*** Opening DATA LISTING ***
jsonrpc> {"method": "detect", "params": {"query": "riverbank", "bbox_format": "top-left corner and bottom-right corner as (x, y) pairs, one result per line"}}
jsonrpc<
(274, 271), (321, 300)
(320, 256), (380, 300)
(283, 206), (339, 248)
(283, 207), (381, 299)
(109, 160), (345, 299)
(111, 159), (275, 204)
*** Closing DATA LISTING ***
### WHAT YOU WILL DO
Copy every line above without altering a word.

### RESPONSE AREA
jsonrpc> {"method": "detect", "params": {"query": "riverbank", "bbox_format": "top-left corner and bottom-right corner as (x, y) pairs, one result per line"}}
jsonrpc<
(274, 271), (321, 300)
(320, 256), (380, 300)
(283, 206), (339, 248)
(283, 207), (381, 299)
(109, 160), (345, 299)
(111, 159), (275, 204)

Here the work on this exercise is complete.